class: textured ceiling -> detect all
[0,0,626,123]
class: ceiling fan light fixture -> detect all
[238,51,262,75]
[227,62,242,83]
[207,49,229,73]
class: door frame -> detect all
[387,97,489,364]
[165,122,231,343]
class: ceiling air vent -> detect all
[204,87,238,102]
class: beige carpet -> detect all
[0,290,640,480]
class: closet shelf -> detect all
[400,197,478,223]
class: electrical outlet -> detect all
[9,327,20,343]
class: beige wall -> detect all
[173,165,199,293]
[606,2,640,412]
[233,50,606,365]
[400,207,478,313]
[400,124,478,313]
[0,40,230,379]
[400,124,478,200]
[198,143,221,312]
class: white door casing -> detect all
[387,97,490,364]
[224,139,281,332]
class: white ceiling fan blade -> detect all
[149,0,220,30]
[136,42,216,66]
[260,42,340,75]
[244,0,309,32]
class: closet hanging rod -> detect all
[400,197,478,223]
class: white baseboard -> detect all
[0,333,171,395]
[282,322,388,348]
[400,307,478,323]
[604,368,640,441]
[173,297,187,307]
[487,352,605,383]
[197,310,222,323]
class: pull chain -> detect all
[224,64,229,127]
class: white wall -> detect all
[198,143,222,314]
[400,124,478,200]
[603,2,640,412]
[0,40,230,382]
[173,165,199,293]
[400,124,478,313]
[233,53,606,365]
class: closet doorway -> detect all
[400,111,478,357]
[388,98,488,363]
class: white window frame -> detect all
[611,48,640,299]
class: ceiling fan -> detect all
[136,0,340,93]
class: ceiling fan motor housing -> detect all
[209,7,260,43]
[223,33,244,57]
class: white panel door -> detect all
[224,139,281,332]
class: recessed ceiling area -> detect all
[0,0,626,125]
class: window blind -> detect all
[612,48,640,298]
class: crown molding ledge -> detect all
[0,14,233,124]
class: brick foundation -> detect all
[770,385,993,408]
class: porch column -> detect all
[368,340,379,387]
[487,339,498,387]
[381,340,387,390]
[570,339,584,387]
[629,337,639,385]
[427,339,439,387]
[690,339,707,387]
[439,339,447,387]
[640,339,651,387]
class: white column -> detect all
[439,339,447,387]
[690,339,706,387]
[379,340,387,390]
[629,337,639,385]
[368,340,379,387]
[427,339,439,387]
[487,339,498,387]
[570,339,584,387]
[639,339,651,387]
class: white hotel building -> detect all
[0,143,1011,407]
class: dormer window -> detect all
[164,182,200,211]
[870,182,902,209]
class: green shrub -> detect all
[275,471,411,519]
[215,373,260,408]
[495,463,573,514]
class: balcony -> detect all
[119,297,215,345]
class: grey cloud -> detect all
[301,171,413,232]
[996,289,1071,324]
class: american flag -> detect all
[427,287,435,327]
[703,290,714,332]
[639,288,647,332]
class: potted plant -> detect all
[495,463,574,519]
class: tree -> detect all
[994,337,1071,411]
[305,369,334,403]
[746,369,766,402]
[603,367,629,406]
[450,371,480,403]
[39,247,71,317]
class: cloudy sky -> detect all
---*---
Recast all the entries above as a JSON array of strings, with one string for each line and any blank lines left out.

[
  "class: textured ceiling -> detect all",
  "[0,0,626,123]",
  "class: ceiling fan light fixture -> detect all",
  "[238,51,262,75]",
  "[227,62,242,83]",
  "[207,49,229,73]",
  "class: door frame -> detect all",
  "[387,97,489,364]",
  "[165,122,231,343]",
  "class: ceiling air vent -> detect all",
  "[204,87,238,102]",
  "class: beige carpet -> detect all",
  "[0,290,640,480]",
  "class: closet shelf -> detect all",
  "[400,197,478,223]",
  "class: electrical outlet -> detect all",
  "[9,327,20,343]",
  "class: beige wall -> detect all",
  "[173,165,199,293]",
  "[606,2,640,412]",
  "[233,50,606,365]",
  "[400,207,478,313]",
  "[400,124,478,313]",
  "[0,40,230,379]",
  "[400,124,478,200]",
  "[198,143,221,312]",
  "class: white door casing -> detect all",
  "[387,97,490,364]",
  "[224,139,281,332]",
  "class: white ceiling fan blade -> detect all",
  "[149,0,220,30]",
  "[136,42,216,66]",
  "[260,42,340,75]",
  "[244,0,309,32]",
  "class: closet hanging rod -> detect all",
  "[400,197,478,223]",
  "class: white baseboard -> detect all",
  "[0,333,171,395]",
  "[282,322,388,348]",
  "[400,307,478,323]",
  "[604,368,640,441]",
  "[173,297,187,307]",
  "[487,352,605,383]",
  "[197,310,222,323]",
  "class: pull chain -> detect all",
  "[224,64,229,127]",
  "class: white wall -> detect all",
  "[198,143,222,314]",
  "[400,124,478,200]",
  "[603,2,640,412]",
  "[0,40,230,382]",
  "[173,165,199,293]",
  "[400,124,478,313]",
  "[233,53,606,365]",
  "class: closet doorway -> detect all",
  "[400,111,478,357]",
  "[388,98,488,363]",
  "class: white window frame -> detect all",
  "[611,48,640,299]",
  "class: ceiling fan -> detect all",
  "[136,0,340,93]",
  "class: ceiling fan motor housing -> detect all",
  "[209,7,260,43]",
  "[223,33,244,57]",
  "class: white panel door -> detect all",
  "[224,139,281,332]",
  "class: recessed ceiling area -> detect all",
  "[0,0,626,125]",
  "class: window blind -> detect all",
  "[612,48,640,298]",
  "class: crown molding ledge -> detect all",
  "[0,14,233,124]",
  "class: brick foundation -> detect all",
  "[770,385,993,408]",
  "class: porch column -> detect all",
  "[368,340,379,387]",
  "[487,339,498,387]",
  "[381,340,387,390]",
  "[570,339,584,387]",
  "[629,337,639,385]",
  "[427,339,439,387]",
  "[690,339,707,387]",
  "[439,339,447,387]",
  "[640,339,651,387]",
  "class: white column -> detect all",
  "[439,339,447,387]",
  "[690,339,706,387]",
  "[379,340,387,390]",
  "[629,337,639,385]",
  "[368,340,379,387]",
  "[427,339,439,387]",
  "[487,339,498,387]",
  "[570,339,584,387]",
  "[639,339,651,387]",
  "class: white hotel building -> detect all",
  "[0,143,1011,407]",
  "class: dormer window -> detect all",
  "[164,182,200,211]",
  "[870,182,902,209]",
  "class: green shrub -> detect all",
  "[275,471,411,519]",
  "[215,373,260,408]",
  "[495,463,573,514]",
  "class: balcony -> detect all",
  "[119,297,215,345]",
  "class: grey cloud -> detect all",
  "[301,171,413,232]",
  "[996,289,1071,324]",
  "class: american flag -> detect all",
  "[427,287,435,327]",
  "[703,290,714,332]",
  "[639,288,647,332]",
  "class: potted plant -> detect all",
  "[495,463,574,519]",
  "class: tree -> detect all",
  "[994,337,1071,411]",
  "[305,369,334,403]",
  "[746,369,766,402]",
  "[603,367,629,406]",
  "[450,371,480,403]",
  "[39,247,71,317]",
  "class: cloudy sky -> detect all"
]